Nothing beyond the line containing "Target: house window" should be printed; print each line exactly from the first line of the listing below through it.
▶
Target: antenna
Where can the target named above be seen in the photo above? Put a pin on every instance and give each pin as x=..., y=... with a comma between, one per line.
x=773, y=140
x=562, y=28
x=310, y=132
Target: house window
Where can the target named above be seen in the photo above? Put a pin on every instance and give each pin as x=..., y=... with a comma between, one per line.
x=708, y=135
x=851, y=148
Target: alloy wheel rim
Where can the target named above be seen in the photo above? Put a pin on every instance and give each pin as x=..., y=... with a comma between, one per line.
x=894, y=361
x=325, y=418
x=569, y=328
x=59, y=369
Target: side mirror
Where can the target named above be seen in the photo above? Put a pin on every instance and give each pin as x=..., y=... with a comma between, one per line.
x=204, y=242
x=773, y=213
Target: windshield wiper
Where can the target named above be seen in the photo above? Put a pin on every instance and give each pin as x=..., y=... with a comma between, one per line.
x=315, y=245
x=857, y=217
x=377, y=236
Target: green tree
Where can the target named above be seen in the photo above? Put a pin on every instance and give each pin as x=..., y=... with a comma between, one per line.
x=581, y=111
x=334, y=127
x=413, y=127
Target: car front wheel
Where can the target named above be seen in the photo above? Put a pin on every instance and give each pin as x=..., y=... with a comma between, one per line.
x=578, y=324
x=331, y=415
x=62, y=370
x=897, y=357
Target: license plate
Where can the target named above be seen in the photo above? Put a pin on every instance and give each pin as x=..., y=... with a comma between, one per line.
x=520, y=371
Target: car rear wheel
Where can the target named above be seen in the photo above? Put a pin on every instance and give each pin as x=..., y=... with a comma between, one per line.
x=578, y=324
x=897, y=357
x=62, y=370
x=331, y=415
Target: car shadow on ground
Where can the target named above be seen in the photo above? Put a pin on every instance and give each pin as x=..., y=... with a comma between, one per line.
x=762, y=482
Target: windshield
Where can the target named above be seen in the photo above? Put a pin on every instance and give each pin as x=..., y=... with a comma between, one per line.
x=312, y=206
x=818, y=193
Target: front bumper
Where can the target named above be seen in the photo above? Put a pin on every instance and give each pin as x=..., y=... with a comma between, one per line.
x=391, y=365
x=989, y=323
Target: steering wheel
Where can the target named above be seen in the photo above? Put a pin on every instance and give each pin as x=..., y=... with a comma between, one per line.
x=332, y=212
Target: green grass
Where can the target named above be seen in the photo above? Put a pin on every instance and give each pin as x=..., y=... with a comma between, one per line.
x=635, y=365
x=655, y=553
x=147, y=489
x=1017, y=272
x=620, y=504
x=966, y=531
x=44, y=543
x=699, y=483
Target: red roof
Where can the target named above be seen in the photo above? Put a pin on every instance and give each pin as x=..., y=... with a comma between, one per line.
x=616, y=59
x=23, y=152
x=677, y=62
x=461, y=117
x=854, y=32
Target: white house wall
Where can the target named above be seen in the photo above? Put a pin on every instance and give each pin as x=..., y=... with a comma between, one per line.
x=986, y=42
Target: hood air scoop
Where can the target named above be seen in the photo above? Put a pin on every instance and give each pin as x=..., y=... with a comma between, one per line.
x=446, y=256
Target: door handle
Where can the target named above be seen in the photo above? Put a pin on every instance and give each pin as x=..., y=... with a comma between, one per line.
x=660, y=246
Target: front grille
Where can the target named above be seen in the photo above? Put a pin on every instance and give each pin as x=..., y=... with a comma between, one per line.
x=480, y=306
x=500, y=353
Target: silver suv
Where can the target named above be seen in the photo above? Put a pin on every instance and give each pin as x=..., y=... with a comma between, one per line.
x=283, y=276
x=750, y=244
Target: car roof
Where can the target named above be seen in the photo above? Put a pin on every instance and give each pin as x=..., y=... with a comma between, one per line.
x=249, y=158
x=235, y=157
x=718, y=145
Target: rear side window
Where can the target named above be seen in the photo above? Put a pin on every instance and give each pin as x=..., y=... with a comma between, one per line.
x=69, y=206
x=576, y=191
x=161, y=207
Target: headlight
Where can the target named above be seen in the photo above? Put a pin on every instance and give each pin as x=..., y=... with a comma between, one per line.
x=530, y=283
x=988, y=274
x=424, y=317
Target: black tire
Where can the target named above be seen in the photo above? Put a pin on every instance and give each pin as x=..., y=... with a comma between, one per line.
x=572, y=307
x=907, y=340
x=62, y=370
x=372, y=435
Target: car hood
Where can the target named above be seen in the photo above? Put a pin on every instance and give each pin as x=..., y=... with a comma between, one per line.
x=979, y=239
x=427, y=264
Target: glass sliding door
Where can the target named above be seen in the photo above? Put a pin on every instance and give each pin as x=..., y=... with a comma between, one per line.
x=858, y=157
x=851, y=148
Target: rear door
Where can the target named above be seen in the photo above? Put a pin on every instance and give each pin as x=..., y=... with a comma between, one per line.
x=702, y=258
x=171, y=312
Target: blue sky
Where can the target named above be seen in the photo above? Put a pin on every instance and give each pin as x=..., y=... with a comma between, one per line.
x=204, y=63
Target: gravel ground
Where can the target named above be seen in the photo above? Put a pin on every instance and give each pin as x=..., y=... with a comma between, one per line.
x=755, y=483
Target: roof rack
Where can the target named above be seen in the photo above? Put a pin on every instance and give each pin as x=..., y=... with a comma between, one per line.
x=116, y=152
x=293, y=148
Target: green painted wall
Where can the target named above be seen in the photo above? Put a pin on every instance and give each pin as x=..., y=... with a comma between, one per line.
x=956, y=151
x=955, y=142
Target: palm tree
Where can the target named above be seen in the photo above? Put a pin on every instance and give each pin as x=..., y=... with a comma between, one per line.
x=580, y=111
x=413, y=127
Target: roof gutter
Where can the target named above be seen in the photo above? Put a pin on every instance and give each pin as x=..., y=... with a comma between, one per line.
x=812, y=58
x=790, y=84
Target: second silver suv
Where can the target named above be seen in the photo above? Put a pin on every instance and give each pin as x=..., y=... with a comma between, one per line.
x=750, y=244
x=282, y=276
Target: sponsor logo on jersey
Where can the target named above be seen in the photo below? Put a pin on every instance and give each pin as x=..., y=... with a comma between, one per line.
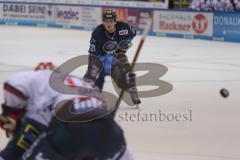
x=123, y=32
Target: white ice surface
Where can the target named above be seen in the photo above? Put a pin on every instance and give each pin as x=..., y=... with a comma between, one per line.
x=197, y=71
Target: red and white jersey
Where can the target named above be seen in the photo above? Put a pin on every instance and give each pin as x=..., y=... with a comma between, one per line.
x=30, y=90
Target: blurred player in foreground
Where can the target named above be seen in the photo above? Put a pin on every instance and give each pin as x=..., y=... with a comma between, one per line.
x=108, y=46
x=26, y=111
x=83, y=129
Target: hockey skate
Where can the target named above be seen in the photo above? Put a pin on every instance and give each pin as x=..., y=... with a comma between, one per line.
x=134, y=96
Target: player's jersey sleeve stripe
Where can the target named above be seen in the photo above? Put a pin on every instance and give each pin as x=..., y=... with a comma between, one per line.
x=14, y=91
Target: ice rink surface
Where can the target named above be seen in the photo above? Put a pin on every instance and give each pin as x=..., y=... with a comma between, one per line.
x=196, y=69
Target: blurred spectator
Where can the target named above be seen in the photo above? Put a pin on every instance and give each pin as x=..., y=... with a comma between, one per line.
x=216, y=5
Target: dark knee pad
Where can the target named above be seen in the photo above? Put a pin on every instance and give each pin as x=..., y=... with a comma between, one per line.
x=41, y=149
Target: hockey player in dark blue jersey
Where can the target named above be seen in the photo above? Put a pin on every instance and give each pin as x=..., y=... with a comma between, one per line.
x=108, y=45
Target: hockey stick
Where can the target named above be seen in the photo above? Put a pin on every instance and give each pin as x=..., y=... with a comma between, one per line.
x=145, y=33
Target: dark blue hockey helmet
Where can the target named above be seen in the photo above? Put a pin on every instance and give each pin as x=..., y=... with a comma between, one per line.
x=109, y=14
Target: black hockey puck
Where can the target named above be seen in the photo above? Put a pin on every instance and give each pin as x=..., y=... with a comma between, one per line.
x=224, y=92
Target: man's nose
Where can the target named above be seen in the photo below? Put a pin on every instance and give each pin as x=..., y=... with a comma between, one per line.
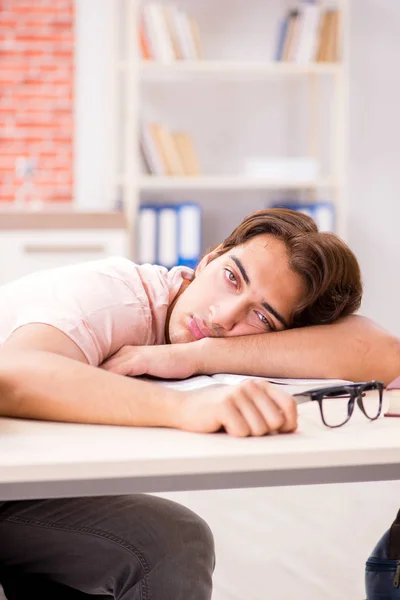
◀
[Solution to this task]
Target: antenna
Where can the target named above be seen in the photo above? Put a pin on every instance and give each pin as x=..., y=... with a comma between, one per line.
x=773, y=140
x=562, y=28
x=310, y=132
Target: house window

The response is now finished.